* Begin *

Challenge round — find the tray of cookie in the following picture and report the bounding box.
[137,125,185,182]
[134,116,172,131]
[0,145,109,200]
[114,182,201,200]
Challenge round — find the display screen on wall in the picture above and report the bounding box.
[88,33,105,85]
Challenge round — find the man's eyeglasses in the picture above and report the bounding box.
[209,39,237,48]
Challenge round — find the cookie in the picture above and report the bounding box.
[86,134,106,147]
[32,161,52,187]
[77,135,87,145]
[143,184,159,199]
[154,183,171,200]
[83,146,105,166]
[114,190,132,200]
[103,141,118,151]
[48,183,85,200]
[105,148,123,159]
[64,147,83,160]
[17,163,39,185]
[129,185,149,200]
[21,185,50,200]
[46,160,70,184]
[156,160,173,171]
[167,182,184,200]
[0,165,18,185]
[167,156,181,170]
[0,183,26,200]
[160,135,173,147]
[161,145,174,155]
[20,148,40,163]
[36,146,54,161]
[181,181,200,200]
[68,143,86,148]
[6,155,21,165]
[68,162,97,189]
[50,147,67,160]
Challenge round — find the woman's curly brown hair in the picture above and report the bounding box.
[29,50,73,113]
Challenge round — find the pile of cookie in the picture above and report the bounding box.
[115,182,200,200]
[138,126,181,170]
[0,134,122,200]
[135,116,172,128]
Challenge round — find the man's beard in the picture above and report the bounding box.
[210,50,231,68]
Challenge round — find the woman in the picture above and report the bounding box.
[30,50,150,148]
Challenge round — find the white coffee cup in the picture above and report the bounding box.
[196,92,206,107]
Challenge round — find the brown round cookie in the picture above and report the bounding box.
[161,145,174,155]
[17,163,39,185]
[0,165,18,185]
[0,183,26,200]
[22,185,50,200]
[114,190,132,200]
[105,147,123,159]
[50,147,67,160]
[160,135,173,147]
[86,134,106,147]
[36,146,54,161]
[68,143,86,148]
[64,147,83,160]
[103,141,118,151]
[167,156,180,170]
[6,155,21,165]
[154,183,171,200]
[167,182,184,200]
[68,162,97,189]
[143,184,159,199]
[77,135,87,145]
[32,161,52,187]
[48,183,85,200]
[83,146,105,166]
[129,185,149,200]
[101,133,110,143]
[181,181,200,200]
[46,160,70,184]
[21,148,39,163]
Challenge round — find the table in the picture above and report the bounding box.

* End *

**TASK BRIEF**: Can you lay out every line of the records above as a Markdown table with the columns Row and Line, numbering the rows and leaving out blank lines?

**RESULT FOR THIS TASK**:
| Row | Line |
|---|---|
| 1 | Challenge round — find the tray of cookie in the following picture and report the bounding box. |
| 2 | [137,125,185,182] |
| 3 | [134,116,172,131] |
| 4 | [0,145,109,200] |
| 5 | [114,182,201,200] |
| 6 | Challenge round — find the display screen on wall in the picture above and report the bounding box. |
| 7 | [88,33,105,85] |
| 8 | Challenge round — find the man's eyeglasses in the picture above and report the bounding box. |
| 9 | [209,39,237,48] |
| 10 | Challenge round — find the cookie in the picture above and report the bounding box. |
| 11 | [86,134,106,147] |
| 12 | [32,161,52,187] |
| 13 | [77,135,87,145] |
| 14 | [143,184,159,199] |
| 15 | [154,183,171,200] |
| 16 | [83,146,105,166] |
| 17 | [114,190,132,200] |
| 18 | [103,141,118,151] |
| 19 | [48,183,85,200] |
| 20 | [105,148,123,159] |
| 21 | [64,147,83,160] |
| 22 | [17,163,39,185] |
| 23 | [129,185,149,200] |
| 24 | [21,185,50,200] |
| 25 | [46,160,70,184] |
| 26 | [156,160,173,171] |
| 27 | [167,182,184,200] |
| 28 | [0,165,18,185] |
| 29 | [167,156,181,170] |
| 30 | [0,183,26,200] |
| 31 | [160,135,173,147] |
| 32 | [161,145,174,155] |
| 33 | [20,148,40,163] |
| 34 | [36,146,54,161] |
| 35 | [181,181,200,200] |
| 36 | [68,143,86,148] |
| 37 | [6,155,21,165] |
| 38 | [68,162,97,189] |
| 39 | [50,147,67,160] |
| 40 | Challenge round — find the woman's curly brown hair in the picture above and report the bounding box. |
| 41 | [29,50,73,113] |
| 42 | Challenge round — find the pile of cookie in the picture above and report the bounding box. |
| 43 | [115,182,200,200] |
| 44 | [138,126,181,170] |
| 45 | [0,134,122,200] |
| 46 | [135,116,172,128] |
| 47 | Challenge round — find the man's beard in the picture above and report the bounding box. |
| 48 | [210,50,231,68] |
| 49 | Challenge round — find the woman in the picture above and report the bounding box. |
| 50 | [30,50,150,148] |
| 51 | Challenge round — find the white coffee cup in the picture above and report the bounding box. |
| 52 | [196,92,206,107] |
| 53 | Challenge round — find the brown round cookie in the picture above and report the bounding box. |
| 54 | [161,145,174,155] |
| 55 | [17,163,39,185] |
| 56 | [0,165,18,185] |
| 57 | [0,183,26,200] |
| 58 | [22,185,50,200] |
| 59 | [114,190,132,200] |
| 60 | [105,147,123,159] |
| 61 | [50,147,67,160] |
| 62 | [160,135,173,147] |
| 63 | [86,134,106,147] |
| 64 | [36,146,54,161] |
| 65 | [68,143,86,148] |
| 66 | [64,147,83,160] |
| 67 | [103,141,118,151] |
| 68 | [167,156,180,170] |
| 69 | [6,155,21,165] |
| 70 | [154,183,171,200] |
| 71 | [167,182,184,200] |
| 72 | [68,162,97,189] |
| 73 | [143,184,159,199] |
| 74 | [77,135,87,145] |
| 75 | [32,161,52,187] |
| 76 | [48,183,85,200] |
| 77 | [83,146,105,166] |
| 78 | [129,185,149,200] |
| 79 | [101,133,110,143] |
| 80 | [181,181,200,200] |
| 81 | [46,160,70,184] |
| 82 | [21,148,39,163] |
| 83 | Challenge round — find the table in the picture above and report the bounding box. |